In the rules text about fighting huge monsters, how many move actions does the enemy need to bring a character from "far" to "melee"?

---------- Text extract ----------

What’s that you say? You can’t imagine how you slay that massive monster by stabbing its foot with your tiny little sword? Your willing suspension of disbelief is shattered by a toothpick-like spear jamming into something the size of a modern house? You wonder how your character can survive getting hit with a claw bigger than themselves?

I have rules. They are unabashedly cinematic. Let me show them to you.

FIRST: IT IS ALL IN YOUR HEAD
Let us start with a basic logistical limitation: anything big enough to fall into this ruleset is too big to effectively run on a grid. When the area you occupy is half the grid (and the area you can attack into is the other half), positioning and placement become less important to get precise. These critters could be a battlefield, if they weren’t moving around and trying to kill you. So let us take it off the battle-grid with one simple ground rule:

Three Zones: Melee, Close, and Far
Just to give some basics. “Melee” means that you are effectively “adjacent” to the creature – close enough to hit it with your weapon. “Close” means that you are within one move action of the creature – close enough to charge, or to use most thrown weapons, but also still within the creature’s reach. “Far” means that you’re out of the creature’s reach. You can still make projectile attacks (such as from bows), and the creature needs to use ranged attacks to hit you.

Your zone can change or be changed by one step in either direction with a move action on your part, or the enemy’s. If you’re “far,” the enemy can make a move action and make you “close.” If the enemy makes two move actions, you’ll be in “melee.” If you’re in “melee,” you can take a move action to become “close,” or two to become “far.”

---------- Dataset excerpts ----------

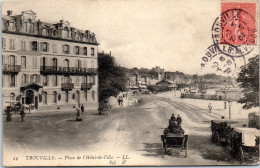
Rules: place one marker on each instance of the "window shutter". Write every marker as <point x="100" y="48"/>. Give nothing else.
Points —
<point x="85" y="63"/>
<point x="31" y="78"/>
<point x="48" y="47"/>
<point x="46" y="61"/>
<point x="74" y="50"/>
<point x="8" y="60"/>
<point x="3" y="61"/>
<point x="30" y="47"/>
<point x="94" y="81"/>
<point x="41" y="61"/>
<point x="22" y="45"/>
<point x="38" y="78"/>
<point x="15" y="80"/>
<point x="41" y="45"/>
<point x="51" y="61"/>
<point x="38" y="46"/>
<point x="35" y="61"/>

----------

### [Result below]
Two move actions.